» What you are asked to do
Collect each line of the records containing the string "dress".

─── Exercise input ───

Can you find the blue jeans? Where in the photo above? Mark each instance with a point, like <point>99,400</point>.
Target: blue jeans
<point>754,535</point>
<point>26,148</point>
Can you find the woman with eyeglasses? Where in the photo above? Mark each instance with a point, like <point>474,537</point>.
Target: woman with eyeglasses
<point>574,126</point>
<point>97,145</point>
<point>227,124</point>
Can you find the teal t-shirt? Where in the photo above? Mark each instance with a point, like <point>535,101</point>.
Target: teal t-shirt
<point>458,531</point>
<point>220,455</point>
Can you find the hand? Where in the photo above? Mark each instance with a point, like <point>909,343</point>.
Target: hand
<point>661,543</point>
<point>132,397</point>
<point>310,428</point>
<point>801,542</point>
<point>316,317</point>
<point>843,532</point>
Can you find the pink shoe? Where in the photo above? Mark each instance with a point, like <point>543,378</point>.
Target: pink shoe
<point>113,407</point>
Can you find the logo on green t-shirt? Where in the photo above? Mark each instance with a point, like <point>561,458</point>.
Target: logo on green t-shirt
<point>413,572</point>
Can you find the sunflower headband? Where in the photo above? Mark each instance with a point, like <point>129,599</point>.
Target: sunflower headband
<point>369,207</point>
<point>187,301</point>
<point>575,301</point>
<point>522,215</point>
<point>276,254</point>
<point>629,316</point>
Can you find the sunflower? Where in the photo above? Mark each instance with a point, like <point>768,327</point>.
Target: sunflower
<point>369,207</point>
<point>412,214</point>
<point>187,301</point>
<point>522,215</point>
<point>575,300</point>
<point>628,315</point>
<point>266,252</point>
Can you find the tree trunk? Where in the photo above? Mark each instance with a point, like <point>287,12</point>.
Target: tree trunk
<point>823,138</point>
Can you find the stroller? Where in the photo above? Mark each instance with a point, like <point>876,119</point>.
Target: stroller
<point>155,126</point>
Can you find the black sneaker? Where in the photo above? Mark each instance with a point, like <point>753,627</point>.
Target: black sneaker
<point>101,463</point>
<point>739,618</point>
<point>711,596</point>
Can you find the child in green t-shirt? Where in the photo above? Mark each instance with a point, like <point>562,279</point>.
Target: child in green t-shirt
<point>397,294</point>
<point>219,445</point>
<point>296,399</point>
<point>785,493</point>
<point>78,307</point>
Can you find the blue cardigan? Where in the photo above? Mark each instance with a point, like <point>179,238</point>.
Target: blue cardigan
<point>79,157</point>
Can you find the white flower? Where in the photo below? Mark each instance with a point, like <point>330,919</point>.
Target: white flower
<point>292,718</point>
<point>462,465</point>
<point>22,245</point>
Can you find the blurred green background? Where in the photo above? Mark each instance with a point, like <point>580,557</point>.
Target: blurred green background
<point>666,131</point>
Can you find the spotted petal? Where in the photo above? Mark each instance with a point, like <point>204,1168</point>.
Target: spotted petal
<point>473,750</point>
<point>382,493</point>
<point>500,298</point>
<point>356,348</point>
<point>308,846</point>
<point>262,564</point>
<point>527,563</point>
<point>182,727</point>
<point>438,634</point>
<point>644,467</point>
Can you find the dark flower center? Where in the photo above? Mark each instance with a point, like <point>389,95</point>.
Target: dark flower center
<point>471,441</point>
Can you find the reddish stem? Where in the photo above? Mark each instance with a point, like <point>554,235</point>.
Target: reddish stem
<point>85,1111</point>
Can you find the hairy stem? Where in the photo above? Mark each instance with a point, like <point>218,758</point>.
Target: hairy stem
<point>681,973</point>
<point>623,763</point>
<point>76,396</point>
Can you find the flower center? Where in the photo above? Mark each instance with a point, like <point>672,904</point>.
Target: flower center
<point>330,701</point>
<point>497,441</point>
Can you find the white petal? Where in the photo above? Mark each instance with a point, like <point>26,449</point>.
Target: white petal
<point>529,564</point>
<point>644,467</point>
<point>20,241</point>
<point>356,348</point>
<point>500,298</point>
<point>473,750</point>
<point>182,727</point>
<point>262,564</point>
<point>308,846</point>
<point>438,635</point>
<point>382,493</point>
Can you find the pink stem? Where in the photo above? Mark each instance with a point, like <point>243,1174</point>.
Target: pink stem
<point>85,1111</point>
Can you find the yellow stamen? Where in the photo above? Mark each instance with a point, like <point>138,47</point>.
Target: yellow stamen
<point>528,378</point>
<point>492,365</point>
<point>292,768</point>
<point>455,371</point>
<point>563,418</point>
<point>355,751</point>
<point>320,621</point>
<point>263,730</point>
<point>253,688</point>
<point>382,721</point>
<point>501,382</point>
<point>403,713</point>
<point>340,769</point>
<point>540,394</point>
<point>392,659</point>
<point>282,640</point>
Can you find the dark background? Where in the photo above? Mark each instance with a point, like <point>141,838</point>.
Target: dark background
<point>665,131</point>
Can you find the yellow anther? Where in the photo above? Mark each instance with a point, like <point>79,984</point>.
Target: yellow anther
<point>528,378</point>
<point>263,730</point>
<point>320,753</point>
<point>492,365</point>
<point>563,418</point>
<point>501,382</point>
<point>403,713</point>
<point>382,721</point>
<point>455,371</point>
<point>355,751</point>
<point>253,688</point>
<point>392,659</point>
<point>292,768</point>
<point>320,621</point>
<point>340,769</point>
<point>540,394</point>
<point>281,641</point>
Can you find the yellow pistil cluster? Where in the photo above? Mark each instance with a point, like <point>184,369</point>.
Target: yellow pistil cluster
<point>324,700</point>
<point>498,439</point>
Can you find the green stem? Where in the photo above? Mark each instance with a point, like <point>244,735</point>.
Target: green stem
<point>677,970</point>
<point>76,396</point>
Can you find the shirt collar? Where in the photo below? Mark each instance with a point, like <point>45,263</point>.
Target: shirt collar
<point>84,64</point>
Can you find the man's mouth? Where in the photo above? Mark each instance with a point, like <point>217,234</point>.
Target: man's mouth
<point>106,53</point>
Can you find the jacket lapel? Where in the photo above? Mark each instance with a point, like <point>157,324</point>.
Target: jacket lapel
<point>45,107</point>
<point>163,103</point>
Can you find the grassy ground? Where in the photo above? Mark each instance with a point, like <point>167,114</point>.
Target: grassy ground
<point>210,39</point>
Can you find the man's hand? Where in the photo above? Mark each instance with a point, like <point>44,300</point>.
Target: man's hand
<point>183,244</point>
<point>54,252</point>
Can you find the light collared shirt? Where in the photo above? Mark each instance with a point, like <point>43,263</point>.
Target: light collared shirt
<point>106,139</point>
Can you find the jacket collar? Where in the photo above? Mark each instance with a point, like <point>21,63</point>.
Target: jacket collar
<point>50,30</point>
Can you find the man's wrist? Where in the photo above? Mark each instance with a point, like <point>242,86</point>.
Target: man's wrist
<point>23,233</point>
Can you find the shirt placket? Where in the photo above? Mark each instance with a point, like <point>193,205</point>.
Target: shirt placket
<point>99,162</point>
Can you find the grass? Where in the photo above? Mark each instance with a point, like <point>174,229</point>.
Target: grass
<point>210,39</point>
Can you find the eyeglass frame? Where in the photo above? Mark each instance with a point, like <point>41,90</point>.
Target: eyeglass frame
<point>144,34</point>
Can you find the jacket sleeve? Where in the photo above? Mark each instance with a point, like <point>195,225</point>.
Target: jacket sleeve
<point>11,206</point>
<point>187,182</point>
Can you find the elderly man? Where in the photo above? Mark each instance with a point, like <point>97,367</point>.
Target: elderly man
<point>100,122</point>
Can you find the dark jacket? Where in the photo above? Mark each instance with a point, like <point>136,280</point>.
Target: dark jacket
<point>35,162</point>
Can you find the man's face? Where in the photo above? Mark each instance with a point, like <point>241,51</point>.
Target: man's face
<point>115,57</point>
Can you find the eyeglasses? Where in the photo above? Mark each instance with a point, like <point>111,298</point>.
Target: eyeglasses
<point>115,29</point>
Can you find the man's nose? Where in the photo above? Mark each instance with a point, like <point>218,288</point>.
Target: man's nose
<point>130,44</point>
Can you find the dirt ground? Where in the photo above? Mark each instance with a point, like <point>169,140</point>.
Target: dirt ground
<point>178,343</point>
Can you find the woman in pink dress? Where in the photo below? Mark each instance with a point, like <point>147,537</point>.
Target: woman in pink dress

───

» Finished task
Can you find the woman in pink dress? Where in the photo below? Mark each instance with a point, like <point>147,537</point>.
Target: woman in pink dress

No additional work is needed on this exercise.